Information given START

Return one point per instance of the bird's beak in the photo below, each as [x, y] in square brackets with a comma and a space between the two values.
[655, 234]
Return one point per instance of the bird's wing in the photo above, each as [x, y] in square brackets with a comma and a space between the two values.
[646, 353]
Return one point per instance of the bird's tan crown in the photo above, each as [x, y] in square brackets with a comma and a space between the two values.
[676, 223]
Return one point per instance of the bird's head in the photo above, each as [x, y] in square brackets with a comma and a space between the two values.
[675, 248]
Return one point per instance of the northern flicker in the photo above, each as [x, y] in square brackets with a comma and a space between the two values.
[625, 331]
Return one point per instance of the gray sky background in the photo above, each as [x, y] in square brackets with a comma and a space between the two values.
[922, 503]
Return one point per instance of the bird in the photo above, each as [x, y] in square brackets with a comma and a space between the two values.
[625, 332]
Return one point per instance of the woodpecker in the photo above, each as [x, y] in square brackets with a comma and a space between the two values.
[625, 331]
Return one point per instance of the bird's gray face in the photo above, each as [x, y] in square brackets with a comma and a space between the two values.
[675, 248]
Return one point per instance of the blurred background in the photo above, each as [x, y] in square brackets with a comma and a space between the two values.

Information given END

Task description: Line by line, retype all the entries exactly as they are shown.

Your response:
Return one point per instance of the bird's beak in the photo below, each as [x, y] in square brackets with a comma and a space between the two values.
[655, 234]
Return one point per instance of the bird's wing in the photo above, each as [x, y] in square brackets with a comma and a space between the two values.
[646, 353]
Return one point per instance of the bird's tan crown in the photo above, each as [x, y] in square brackets with a comma and a space between the two values.
[676, 223]
Return one point per instance of the bird's head in the photo above, each as [x, y] in square brackets with a comma and a space between the two values.
[675, 248]
Return one point per instance of the northern flicker in the photo above, each as [x, y] in square brackets with a comma and a space between the two values.
[625, 331]
Return one point per instance of the gray sky background in the photo above, each as [x, y] in square brackets with a comma and a space between the two values.
[922, 503]
Return one point per instance of the bird in the photo above, each as [x, y] in square brackets with a comma and a space between the two values.
[625, 332]
Return one point per instance of the woodpecker in the photo above, each as [x, y] in square brackets with a comma and a space between the two values.
[625, 331]
Return one point per instance of the bird's gray face in the photo above, each as [x, y] in square brackets with a comma and a space between the two values.
[675, 248]
Return one point per instance of the blurred background in the photo above, each as [x, y] in square brackets with a comma and a space between the two values.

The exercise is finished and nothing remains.